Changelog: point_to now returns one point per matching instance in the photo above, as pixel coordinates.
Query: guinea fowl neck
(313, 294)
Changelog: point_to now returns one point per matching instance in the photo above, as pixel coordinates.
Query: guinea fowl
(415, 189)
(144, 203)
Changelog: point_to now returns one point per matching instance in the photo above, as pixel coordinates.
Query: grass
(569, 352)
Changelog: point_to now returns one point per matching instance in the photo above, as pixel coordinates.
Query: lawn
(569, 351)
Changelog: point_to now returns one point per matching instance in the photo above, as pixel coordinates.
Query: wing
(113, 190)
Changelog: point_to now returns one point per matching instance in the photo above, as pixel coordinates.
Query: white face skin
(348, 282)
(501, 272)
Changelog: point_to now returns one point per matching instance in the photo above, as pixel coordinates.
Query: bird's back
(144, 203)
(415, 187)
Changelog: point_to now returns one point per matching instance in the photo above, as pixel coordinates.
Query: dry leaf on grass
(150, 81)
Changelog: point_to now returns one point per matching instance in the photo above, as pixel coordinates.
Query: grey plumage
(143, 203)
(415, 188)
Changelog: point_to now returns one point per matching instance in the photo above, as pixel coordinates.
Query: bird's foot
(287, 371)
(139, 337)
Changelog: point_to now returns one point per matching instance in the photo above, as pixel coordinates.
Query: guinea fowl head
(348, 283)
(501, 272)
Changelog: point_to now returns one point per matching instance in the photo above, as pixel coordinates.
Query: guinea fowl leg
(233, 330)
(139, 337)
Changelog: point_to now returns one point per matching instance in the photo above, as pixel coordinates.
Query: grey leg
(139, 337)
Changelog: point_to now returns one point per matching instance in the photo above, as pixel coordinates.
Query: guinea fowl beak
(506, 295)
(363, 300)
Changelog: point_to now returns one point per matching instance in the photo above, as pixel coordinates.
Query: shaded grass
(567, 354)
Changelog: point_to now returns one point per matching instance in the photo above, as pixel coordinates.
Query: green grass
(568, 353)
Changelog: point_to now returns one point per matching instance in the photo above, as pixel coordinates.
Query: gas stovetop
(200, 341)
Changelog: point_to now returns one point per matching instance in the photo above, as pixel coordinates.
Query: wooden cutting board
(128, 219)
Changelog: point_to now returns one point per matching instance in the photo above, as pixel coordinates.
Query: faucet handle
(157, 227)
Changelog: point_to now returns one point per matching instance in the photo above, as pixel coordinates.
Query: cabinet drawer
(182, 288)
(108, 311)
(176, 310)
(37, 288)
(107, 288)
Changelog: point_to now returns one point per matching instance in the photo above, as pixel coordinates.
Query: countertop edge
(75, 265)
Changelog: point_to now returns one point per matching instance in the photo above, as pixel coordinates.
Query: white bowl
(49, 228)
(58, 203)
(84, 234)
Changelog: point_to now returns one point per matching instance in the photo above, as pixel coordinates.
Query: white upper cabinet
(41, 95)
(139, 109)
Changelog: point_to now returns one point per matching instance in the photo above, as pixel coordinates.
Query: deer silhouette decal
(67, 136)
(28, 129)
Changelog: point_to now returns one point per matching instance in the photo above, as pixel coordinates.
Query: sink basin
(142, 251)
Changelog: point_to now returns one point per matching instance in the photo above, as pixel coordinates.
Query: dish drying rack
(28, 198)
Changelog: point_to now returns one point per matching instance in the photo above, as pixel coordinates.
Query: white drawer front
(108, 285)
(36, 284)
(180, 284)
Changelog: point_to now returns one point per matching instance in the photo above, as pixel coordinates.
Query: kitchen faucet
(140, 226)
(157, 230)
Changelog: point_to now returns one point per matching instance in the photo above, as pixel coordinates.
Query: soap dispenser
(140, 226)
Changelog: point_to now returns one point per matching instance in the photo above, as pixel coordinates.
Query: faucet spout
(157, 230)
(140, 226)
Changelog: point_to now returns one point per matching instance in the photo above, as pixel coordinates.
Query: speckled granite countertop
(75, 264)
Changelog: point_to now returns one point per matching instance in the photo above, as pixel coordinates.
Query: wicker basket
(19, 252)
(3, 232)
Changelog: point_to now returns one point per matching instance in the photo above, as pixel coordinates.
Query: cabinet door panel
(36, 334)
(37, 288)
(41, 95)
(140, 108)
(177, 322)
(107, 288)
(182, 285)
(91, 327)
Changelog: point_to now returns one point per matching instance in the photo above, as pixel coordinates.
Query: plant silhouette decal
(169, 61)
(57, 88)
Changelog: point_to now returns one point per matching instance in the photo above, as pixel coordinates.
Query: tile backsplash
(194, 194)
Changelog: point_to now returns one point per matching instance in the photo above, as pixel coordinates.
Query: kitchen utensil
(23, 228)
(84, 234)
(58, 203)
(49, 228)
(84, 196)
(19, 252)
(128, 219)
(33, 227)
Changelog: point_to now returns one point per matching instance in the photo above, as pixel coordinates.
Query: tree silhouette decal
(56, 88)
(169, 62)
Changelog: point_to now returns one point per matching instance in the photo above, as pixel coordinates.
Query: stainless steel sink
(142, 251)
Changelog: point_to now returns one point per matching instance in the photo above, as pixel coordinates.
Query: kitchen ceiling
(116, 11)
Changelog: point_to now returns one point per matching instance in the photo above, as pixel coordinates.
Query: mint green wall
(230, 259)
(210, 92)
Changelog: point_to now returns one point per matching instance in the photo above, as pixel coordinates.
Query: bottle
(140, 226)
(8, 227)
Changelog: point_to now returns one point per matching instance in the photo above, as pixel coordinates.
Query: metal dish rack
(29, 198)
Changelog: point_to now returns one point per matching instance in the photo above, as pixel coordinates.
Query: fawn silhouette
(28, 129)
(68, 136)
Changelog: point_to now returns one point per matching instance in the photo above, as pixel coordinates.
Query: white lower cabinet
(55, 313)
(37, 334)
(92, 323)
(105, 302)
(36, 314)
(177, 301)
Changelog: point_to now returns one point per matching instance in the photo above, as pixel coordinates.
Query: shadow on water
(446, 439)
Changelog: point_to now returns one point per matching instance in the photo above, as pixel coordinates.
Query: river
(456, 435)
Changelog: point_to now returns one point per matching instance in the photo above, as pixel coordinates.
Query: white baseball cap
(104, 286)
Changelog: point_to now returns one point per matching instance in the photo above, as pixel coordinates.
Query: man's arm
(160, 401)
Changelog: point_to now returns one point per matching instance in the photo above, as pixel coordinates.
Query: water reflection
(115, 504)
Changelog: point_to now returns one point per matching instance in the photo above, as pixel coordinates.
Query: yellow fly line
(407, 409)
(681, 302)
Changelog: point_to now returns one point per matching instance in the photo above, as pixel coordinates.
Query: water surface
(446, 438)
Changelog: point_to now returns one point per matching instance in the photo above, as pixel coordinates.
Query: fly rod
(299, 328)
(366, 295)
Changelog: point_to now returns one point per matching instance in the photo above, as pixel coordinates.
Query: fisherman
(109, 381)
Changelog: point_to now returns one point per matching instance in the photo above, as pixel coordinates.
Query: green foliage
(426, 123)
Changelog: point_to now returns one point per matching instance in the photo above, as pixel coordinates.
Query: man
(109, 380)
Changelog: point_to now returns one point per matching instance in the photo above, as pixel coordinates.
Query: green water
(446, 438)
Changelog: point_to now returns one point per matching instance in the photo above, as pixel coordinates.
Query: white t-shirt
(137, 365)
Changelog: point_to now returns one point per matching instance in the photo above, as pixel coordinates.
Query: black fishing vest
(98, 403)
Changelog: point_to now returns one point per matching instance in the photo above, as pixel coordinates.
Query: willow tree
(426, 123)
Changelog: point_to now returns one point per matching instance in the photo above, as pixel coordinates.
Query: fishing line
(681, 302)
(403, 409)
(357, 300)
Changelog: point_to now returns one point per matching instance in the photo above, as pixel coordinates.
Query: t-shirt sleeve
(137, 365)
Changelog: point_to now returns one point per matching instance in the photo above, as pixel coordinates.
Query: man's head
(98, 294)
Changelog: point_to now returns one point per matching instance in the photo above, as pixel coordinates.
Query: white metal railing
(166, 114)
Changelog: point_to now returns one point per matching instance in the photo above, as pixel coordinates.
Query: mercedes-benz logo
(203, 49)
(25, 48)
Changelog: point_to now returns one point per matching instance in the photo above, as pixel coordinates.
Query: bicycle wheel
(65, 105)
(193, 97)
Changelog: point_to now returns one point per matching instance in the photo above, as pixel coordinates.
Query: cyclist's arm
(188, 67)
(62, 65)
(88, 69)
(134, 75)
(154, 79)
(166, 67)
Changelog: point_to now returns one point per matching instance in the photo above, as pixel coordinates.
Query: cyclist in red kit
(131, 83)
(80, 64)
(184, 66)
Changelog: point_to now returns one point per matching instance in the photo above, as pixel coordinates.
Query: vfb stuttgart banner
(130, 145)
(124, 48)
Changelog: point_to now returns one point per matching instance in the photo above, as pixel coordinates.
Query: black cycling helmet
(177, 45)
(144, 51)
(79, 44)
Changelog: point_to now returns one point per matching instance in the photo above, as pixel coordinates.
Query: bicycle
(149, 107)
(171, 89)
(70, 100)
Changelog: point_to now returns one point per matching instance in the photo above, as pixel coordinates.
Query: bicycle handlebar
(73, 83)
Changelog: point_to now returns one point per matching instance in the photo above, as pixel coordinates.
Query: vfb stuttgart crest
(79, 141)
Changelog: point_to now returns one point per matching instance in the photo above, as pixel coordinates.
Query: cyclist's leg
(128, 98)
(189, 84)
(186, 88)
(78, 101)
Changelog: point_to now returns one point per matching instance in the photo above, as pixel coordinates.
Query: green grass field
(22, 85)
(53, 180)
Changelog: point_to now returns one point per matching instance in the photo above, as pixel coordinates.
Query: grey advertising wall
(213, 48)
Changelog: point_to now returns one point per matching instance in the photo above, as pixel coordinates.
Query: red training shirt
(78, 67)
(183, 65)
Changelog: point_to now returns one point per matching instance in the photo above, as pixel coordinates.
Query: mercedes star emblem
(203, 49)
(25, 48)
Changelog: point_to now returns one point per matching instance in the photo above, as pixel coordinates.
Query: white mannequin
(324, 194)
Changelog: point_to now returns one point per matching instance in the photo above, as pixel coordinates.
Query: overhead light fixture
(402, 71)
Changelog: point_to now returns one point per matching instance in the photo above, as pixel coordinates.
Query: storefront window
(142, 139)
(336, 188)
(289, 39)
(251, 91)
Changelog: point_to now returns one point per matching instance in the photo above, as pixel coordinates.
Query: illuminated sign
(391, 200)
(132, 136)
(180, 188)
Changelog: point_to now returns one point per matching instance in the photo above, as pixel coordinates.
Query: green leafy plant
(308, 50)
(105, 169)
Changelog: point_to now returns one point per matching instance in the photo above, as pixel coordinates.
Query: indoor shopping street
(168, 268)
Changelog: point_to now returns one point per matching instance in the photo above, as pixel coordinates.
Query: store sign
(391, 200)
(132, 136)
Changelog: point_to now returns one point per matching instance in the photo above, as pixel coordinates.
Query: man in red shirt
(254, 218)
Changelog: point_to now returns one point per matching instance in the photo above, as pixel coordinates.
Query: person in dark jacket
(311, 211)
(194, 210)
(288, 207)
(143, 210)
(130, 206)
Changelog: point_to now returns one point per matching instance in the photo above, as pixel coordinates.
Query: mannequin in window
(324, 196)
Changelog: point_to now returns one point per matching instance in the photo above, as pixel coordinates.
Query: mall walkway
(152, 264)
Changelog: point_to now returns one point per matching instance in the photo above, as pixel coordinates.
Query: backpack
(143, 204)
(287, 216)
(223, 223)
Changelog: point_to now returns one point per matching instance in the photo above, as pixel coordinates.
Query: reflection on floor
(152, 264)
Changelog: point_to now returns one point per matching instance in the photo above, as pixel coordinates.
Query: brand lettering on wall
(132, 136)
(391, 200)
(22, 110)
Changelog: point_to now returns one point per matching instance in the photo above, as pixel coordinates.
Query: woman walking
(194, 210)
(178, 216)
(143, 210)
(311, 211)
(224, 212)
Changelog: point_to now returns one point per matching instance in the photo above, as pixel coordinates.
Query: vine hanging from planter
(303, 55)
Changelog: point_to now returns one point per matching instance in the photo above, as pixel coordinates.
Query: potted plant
□ □ □
Collect every line of the material above that contains the string "sink", and copy each one in full.

Query: sink basin
Query: stainless steel sink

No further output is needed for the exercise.